_What you will do:_
The answer is all of the entries below, repeated exactly and free of pictures.

_Source material:_
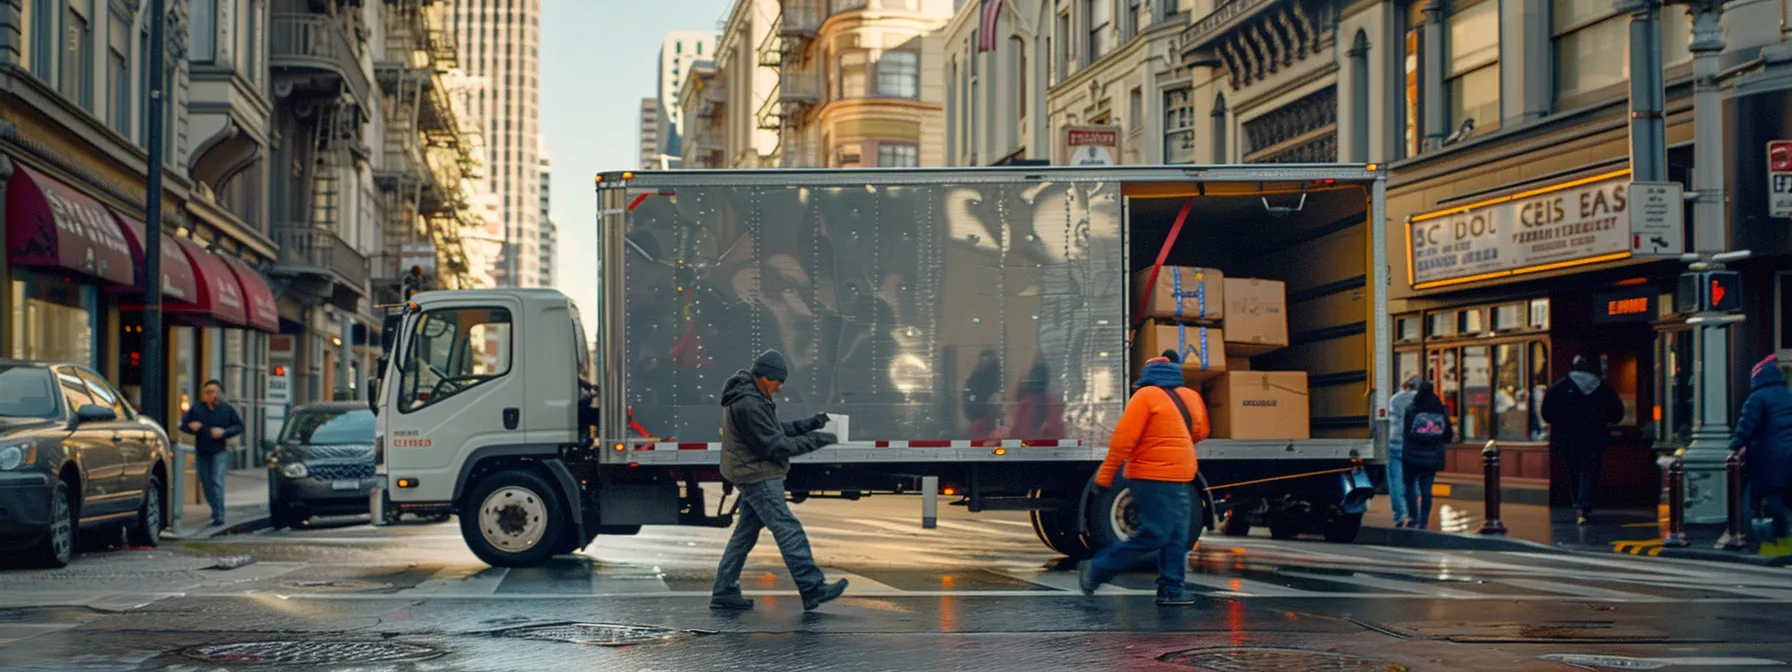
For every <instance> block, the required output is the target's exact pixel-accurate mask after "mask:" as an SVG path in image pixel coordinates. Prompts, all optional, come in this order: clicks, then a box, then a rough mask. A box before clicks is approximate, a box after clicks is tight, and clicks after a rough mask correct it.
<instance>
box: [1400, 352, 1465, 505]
mask: <svg viewBox="0 0 1792 672" xmlns="http://www.w3.org/2000/svg"><path fill="white" fill-rule="evenodd" d="M1403 425H1405V426H1401V437H1400V468H1401V477H1405V480H1407V482H1405V491H1407V493H1405V495H1407V514H1410V516H1412V518H1410V521H1409V523H1407V527H1412V529H1421V530H1423V529H1425V527H1426V525H1430V521H1432V484H1435V482H1437V471H1443V470H1444V446H1448V444H1450V441H1453V439H1455V425H1452V423H1450V407H1444V400H1441V398H1437V391H1435V389H1434V387H1432V382H1430V380H1421V382H1419V389H1417V392H1414V396H1412V405H1410V407H1407V412H1405V418H1403Z"/></svg>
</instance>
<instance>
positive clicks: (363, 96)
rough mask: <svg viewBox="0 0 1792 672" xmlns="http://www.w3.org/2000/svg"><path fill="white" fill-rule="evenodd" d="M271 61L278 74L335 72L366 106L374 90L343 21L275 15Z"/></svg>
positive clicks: (272, 23)
mask: <svg viewBox="0 0 1792 672" xmlns="http://www.w3.org/2000/svg"><path fill="white" fill-rule="evenodd" d="M272 27H274V34H272V45H271V52H272V56H271V59H269V65H272V66H274V68H276V70H296V72H332V73H335V75H337V77H342V81H344V82H346V84H348V90H349V93H353V95H355V99H357V100H360V102H367V100H369V91H371V90H373V86H371V84H369V81H367V73H366V72H362V70H360V57H358V50H357V48H355V39H353V38H349V30H348V25H344V22H342V20H337V18H332V16H326V14H296V13H274V20H272Z"/></svg>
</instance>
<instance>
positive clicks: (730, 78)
mask: <svg viewBox="0 0 1792 672" xmlns="http://www.w3.org/2000/svg"><path fill="white" fill-rule="evenodd" d="M778 9H780V7H778V0H738V2H735V5H733V7H731V9H729V13H728V20H726V22H724V23H722V38H720V41H719V43H717V54H715V70H717V72H719V81H720V82H722V88H724V95H722V100H720V104H717V106H715V115H717V118H719V124H720V125H722V165H720V167H722V168H767V167H776V165H778V163H776V152H778V129H780V125H778V124H771V122H776V120H778V118H776V115H771V116H767V115H763V111H765V109H767V106H778V100H776V93H778V70H774V68H765V66H760V57H762V54H760V45H763V43H765V39H769V36H771V34H772V32H774V30H776V27H778ZM765 56H771V54H765ZM774 63H776V61H774ZM762 120H765V122H769V127H767V124H762Z"/></svg>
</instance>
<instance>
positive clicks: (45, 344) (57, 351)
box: [11, 271, 93, 366]
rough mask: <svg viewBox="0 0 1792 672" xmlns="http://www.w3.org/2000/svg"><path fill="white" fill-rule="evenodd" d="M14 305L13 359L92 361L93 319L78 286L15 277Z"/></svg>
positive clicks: (35, 278)
mask: <svg viewBox="0 0 1792 672" xmlns="http://www.w3.org/2000/svg"><path fill="white" fill-rule="evenodd" d="M18 274H20V276H25V272H23V271H20V272H18ZM13 305H14V306H18V319H11V323H13V358H22V360H50V362H75V364H88V366H91V364H93V319H91V315H90V314H88V310H86V308H82V287H81V285H72V283H63V281H54V280H48V278H30V280H14V281H13Z"/></svg>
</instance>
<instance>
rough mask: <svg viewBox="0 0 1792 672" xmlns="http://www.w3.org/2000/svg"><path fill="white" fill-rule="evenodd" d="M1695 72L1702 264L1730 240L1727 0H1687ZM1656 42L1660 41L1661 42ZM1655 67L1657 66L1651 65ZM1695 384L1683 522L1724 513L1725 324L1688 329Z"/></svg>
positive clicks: (1705, 522) (1693, 219)
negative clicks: (1695, 355) (1727, 79)
mask: <svg viewBox="0 0 1792 672" xmlns="http://www.w3.org/2000/svg"><path fill="white" fill-rule="evenodd" d="M1686 13H1688V14H1692V72H1693V161H1692V165H1693V172H1692V188H1693V194H1695V199H1693V251H1695V254H1697V258H1699V260H1702V262H1701V265H1704V267H1706V269H1711V267H1722V258H1717V256H1719V254H1722V253H1724V251H1727V247H1729V222H1726V220H1724V129H1722V116H1724V100H1722V91H1720V90H1719V81H1717V75H1719V70H1720V66H1722V65H1720V63H1719V54H1720V52H1722V50H1724V25H1722V14H1724V0H1692V2H1688V4H1686ZM1658 45H1659V41H1658ZM1650 72H1659V70H1650ZM1693 348H1695V349H1697V351H1699V357H1695V358H1693V389H1695V401H1693V403H1695V409H1697V412H1695V414H1697V421H1695V423H1693V430H1692V444H1688V446H1686V459H1684V461H1686V521H1688V523H1719V521H1722V520H1724V516H1726V511H1724V502H1727V493H1726V491H1727V487H1726V478H1724V459H1726V457H1729V328H1727V324H1726V323H1708V324H1701V326H1697V328H1695V330H1693Z"/></svg>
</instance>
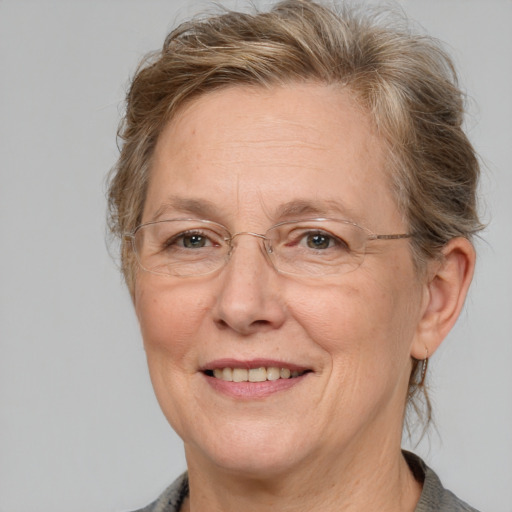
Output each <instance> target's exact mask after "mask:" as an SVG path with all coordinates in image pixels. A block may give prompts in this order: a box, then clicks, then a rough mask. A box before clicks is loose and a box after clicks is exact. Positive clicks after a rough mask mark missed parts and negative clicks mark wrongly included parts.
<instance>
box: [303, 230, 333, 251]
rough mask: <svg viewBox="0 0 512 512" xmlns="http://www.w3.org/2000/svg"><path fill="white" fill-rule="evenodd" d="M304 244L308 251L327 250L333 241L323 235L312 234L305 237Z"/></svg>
mask: <svg viewBox="0 0 512 512" xmlns="http://www.w3.org/2000/svg"><path fill="white" fill-rule="evenodd" d="M306 244H307V246H308V247H309V248H310V249H328V248H329V247H331V246H332V245H333V244H334V239H333V238H332V236H329V235H326V234H325V233H312V234H309V235H307V236H306Z"/></svg>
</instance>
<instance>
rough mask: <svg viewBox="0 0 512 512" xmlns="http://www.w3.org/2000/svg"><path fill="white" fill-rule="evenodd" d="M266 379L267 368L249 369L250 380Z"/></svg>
mask: <svg viewBox="0 0 512 512" xmlns="http://www.w3.org/2000/svg"><path fill="white" fill-rule="evenodd" d="M266 380H267V370H266V368H251V369H250V370H249V382H265V381H266Z"/></svg>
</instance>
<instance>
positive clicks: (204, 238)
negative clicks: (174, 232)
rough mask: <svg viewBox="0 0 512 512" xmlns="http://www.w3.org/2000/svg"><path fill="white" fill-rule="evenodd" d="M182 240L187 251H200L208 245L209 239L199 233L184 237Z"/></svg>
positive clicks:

_Answer section:_
For every <instance> block, the required output is the target's exact pixel-accurate mask after "mask:" as an SVG path in image pixel coordinates. Prompts, all optional, come in this order: clicks, then a box, then a rough mask. A box before clicks is approximate, a box after clicks is tight, and clicks after a rough mask correct it.
<instance>
box: [1400, 352, 1465, 505]
mask: <svg viewBox="0 0 1792 672" xmlns="http://www.w3.org/2000/svg"><path fill="white" fill-rule="evenodd" d="M1403 425H1405V426H1401V437H1400V468H1401V477H1405V480H1407V482H1405V491H1407V493H1405V495H1407V514H1410V516H1412V518H1410V521H1409V523H1407V527H1412V529H1421V530H1423V529H1425V527H1426V525H1430V521H1432V484H1435V482H1437V471H1443V470H1444V446H1448V444H1450V441H1453V439H1455V425H1452V423H1450V407H1444V400H1441V398H1437V391H1435V389H1434V387H1432V382H1430V380H1421V382H1419V389H1417V392H1414V396H1412V405H1410V407H1407V412H1405V418H1403Z"/></svg>
</instance>
<instance>
positive clicks: (363, 96)
rough mask: <svg viewBox="0 0 1792 672" xmlns="http://www.w3.org/2000/svg"><path fill="white" fill-rule="evenodd" d="M271 61L278 74L335 72L366 106L374 90L343 21L275 15Z"/></svg>
positive clicks: (272, 23)
mask: <svg viewBox="0 0 1792 672" xmlns="http://www.w3.org/2000/svg"><path fill="white" fill-rule="evenodd" d="M272 27H274V34H272V45H271V52H272V56H271V59H269V65H272V66H274V68H276V70H296V72H332V73H335V75H337V77H342V81H344V82H346V84H348V90H349V93H353V95H355V99H357V100H360V102H367V100H369V91H371V90H373V86H371V84H369V81H367V73H366V72H362V70H360V57H358V50H357V48H355V39H353V38H349V30H348V25H344V22H342V20H337V18H332V16H326V14H296V13H274V20H272Z"/></svg>
</instance>
<instance>
positive clicks: (730, 78)
mask: <svg viewBox="0 0 1792 672" xmlns="http://www.w3.org/2000/svg"><path fill="white" fill-rule="evenodd" d="M778 9H780V7H778V0H738V2H735V5H733V7H731V9H729V13H728V20H726V22H724V23H722V38H720V41H719V43H717V54H715V70H717V72H719V81H720V82H722V88H724V95H722V100H720V104H717V106H715V115H717V118H719V124H720V125H722V165H720V167H722V168H767V167H776V165H778V163H776V152H778V129H780V125H778V124H771V122H776V120H778V118H776V115H771V116H767V115H763V111H765V109H767V106H778V100H776V93H778V70H774V68H765V66H760V57H762V54H760V45H763V43H765V39H769V36H771V34H772V32H774V30H776V27H778ZM765 56H771V54H765ZM774 63H776V61H774ZM762 120H765V122H769V127H767V124H762Z"/></svg>
</instance>
<instance>
positive clicks: (45, 344) (57, 351)
box: [11, 271, 93, 366]
rough mask: <svg viewBox="0 0 1792 672" xmlns="http://www.w3.org/2000/svg"><path fill="white" fill-rule="evenodd" d="M14 305L13 359L92 361L93 319L78 286L15 277Z"/></svg>
positive clicks: (35, 278)
mask: <svg viewBox="0 0 1792 672" xmlns="http://www.w3.org/2000/svg"><path fill="white" fill-rule="evenodd" d="M18 274H20V276H25V272H23V271H20V272H18ZM13 305H14V306H18V319H11V323H13V358H22V360H50V362H75V364H88V366H91V364H93V319H91V315H90V314H88V310H86V308H82V287H81V285H72V283H63V281H54V280H48V278H30V280H14V281H13Z"/></svg>
</instance>
<instance>
rough mask: <svg viewBox="0 0 1792 672" xmlns="http://www.w3.org/2000/svg"><path fill="white" fill-rule="evenodd" d="M1695 72L1702 264L1730 240L1727 0H1687ZM1656 42L1660 41L1661 42ZM1655 67L1657 66L1651 65ZM1695 384L1683 522L1724 513L1725 324L1688 329Z"/></svg>
positive clicks: (1705, 522) (1693, 219)
negative clicks: (1695, 355) (1727, 79)
mask: <svg viewBox="0 0 1792 672" xmlns="http://www.w3.org/2000/svg"><path fill="white" fill-rule="evenodd" d="M1686 13H1688V14H1692V72H1693V161H1692V165H1693V172H1692V188H1693V194H1695V199H1693V251H1695V254H1697V258H1699V260H1702V262H1701V265H1704V267H1706V269H1711V267H1722V258H1717V256H1719V254H1722V253H1724V251H1727V247H1729V222H1726V220H1724V129H1722V116H1724V100H1722V91H1720V90H1719V81H1717V75H1719V70H1720V66H1722V65H1720V63H1719V54H1720V52H1722V50H1724V25H1722V14H1724V0H1692V2H1688V4H1686ZM1658 45H1659V41H1658ZM1650 72H1659V70H1650ZM1693 348H1695V349H1697V351H1699V357H1695V358H1693V389H1695V401H1693V403H1695V409H1697V412H1695V414H1697V421H1695V423H1693V430H1692V444H1688V446H1686V459H1684V461H1686V521H1688V523H1719V521H1722V520H1724V516H1726V511H1724V502H1727V493H1726V491H1727V487H1726V478H1724V459H1726V457H1729V328H1727V324H1726V323H1708V324H1701V326H1697V328H1695V330H1693Z"/></svg>
</instance>
Output each <instance> target's exact mask after "mask:" as an SVG path with all coordinates in image pixels. A block may give prompts in this order: a box, then clicks, then a rough mask. A box before clicks is loose and a box after clicks is exact. Positive clicks after a rough mask mark missed parts and negative clicks mark wrongly included parts.
<instance>
box: [303, 230, 333, 251]
rough mask: <svg viewBox="0 0 512 512" xmlns="http://www.w3.org/2000/svg"><path fill="white" fill-rule="evenodd" d="M304 244L308 251L327 250L333 241L323 235L312 234L305 237Z"/></svg>
mask: <svg viewBox="0 0 512 512" xmlns="http://www.w3.org/2000/svg"><path fill="white" fill-rule="evenodd" d="M306 244H307V246H308V247H309V248H310V249H328V248H329V247H331V246H332V245H333V244H334V239H333V238H332V236H329V235H326V234H325V233H312V234H309V235H307V236H306Z"/></svg>
</instance>
<instance>
rough mask: <svg viewBox="0 0 512 512" xmlns="http://www.w3.org/2000/svg"><path fill="white" fill-rule="evenodd" d="M266 379L267 368L249 369L250 380Z"/></svg>
mask: <svg viewBox="0 0 512 512" xmlns="http://www.w3.org/2000/svg"><path fill="white" fill-rule="evenodd" d="M266 380H267V370H266V368H251V369H250V370H249V382H265V381H266Z"/></svg>
</instance>
<instance>
positive clicks: (204, 238)
negative clicks: (174, 232)
rough mask: <svg viewBox="0 0 512 512" xmlns="http://www.w3.org/2000/svg"><path fill="white" fill-rule="evenodd" d="M182 240L187 251H200L208 245L209 239L199 233L184 237Z"/></svg>
positive clicks:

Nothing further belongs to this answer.